**Input rows:**
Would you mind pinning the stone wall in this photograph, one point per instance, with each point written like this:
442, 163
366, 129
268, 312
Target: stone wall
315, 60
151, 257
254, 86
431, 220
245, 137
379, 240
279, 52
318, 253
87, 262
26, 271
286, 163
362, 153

**Goal:** Update the material above so that each "stone wall" reads "brick wall", with every other character left as it is.

**Answer below:**
Would you mind pinning the brick wall in this photograph, one point per instance, with each point written like this:
442, 163
366, 129
268, 312
Target: brick wall
315, 60
151, 257
254, 86
431, 220
245, 137
379, 240
279, 52
318, 253
87, 262
26, 271
286, 163
362, 153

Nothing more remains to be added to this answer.